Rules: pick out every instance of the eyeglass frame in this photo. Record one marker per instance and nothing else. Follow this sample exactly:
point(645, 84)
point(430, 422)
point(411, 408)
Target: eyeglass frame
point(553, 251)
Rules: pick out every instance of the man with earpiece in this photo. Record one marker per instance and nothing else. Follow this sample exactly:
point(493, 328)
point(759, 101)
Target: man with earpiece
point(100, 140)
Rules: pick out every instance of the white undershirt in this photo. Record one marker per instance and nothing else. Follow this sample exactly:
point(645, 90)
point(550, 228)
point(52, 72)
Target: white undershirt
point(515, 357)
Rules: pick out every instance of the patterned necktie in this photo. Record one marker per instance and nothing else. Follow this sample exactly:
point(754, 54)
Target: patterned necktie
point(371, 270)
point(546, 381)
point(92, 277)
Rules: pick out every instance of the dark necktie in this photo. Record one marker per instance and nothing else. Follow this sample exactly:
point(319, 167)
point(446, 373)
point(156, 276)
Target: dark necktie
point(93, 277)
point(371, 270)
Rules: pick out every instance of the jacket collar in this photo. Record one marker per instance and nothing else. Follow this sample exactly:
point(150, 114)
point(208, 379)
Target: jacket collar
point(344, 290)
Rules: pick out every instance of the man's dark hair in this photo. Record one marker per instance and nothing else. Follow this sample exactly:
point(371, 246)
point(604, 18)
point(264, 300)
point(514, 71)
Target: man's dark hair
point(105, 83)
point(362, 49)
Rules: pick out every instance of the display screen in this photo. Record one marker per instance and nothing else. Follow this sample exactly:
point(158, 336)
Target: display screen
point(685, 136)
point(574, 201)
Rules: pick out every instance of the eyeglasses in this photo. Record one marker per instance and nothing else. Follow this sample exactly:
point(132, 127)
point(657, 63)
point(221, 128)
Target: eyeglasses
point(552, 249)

== Описание задания ==
Перепишите полностью строки от начала до строки с «point(553, 251)» включительно, увеличив на 98 каждую координату в ответах. Всё остальное, включая координаты в образцах формата, оставьте без изменений.

== Ответ на задание ==
Rules: pick out every instance of the eyeglass frame in this photo. Record one marker per instance and nothing else. Follow this sample exactly:
point(645, 84)
point(430, 422)
point(411, 408)
Target: eyeglass frame
point(651, 349)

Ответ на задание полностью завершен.